- _WHAT YOU SHOULD DO_: Report every line in the listing below that contains the word "diver", copying each such line in full.

- _GIVEN RECORDS_:
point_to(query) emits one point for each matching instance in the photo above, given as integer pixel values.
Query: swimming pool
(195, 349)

---

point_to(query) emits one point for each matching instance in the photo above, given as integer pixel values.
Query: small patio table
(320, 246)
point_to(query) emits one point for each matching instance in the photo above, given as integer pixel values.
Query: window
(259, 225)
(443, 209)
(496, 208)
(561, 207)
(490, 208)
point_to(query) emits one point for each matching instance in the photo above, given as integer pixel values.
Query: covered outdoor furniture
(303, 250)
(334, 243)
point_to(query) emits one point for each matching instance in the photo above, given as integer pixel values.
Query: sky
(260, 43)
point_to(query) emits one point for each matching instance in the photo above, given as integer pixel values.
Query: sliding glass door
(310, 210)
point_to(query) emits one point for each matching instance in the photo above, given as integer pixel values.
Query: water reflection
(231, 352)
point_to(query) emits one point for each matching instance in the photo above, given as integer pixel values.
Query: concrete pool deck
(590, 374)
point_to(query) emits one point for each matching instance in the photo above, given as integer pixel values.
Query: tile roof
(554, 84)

...

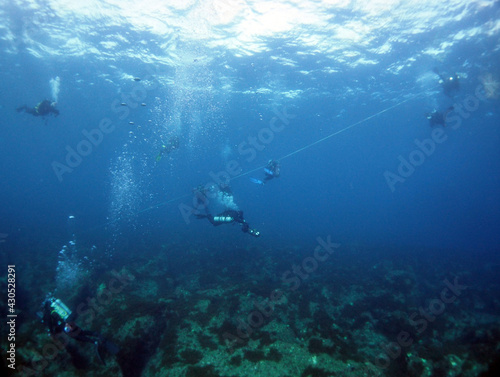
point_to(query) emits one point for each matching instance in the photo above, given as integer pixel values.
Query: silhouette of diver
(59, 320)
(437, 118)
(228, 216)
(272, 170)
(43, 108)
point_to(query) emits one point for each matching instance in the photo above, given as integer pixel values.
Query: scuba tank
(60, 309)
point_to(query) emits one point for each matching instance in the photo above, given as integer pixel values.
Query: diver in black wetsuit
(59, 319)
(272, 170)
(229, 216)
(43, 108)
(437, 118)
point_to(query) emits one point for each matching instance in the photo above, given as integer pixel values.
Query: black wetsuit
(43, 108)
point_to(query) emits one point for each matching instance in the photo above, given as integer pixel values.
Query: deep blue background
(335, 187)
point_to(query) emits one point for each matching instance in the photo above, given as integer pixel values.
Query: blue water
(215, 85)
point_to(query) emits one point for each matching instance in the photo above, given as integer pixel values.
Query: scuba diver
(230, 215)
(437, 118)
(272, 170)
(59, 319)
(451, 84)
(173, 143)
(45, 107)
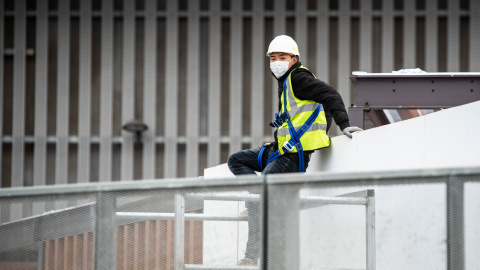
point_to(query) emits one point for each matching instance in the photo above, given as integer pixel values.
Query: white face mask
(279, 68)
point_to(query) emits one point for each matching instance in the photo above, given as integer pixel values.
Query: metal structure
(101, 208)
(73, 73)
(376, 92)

- _THE RESULT_:
Query: silhouette of diver
Query: diver in black wetsuit
Query: scuba diver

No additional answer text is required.